[The input — start]
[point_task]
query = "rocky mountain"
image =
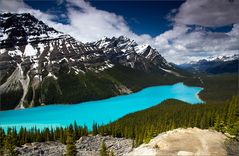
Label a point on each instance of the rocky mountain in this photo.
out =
(40, 65)
(214, 65)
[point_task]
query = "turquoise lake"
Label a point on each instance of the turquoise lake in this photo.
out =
(101, 111)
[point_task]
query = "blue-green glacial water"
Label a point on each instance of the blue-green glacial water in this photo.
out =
(101, 111)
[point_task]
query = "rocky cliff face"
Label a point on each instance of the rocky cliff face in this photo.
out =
(86, 146)
(38, 63)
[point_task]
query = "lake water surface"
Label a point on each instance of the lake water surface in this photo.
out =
(101, 111)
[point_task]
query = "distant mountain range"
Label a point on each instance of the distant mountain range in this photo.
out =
(214, 65)
(40, 65)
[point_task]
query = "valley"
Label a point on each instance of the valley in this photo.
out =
(111, 94)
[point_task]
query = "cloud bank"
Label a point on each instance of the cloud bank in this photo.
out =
(188, 40)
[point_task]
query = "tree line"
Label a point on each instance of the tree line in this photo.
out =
(140, 126)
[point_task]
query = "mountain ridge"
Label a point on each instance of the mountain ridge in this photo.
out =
(39, 65)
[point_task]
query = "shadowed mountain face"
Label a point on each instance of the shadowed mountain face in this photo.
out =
(219, 65)
(40, 65)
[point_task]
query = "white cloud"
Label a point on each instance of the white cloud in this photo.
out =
(178, 45)
(208, 12)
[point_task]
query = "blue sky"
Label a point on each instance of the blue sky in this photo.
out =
(142, 16)
(182, 31)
[The input — finish]
§ **Exercise**: Every line of the records above where the string "turquoise" is found should be copied.

§ **Solution to the exercise**:
query = "turquoise lake"
Label a point on each instance of the turquoise lake in this photo.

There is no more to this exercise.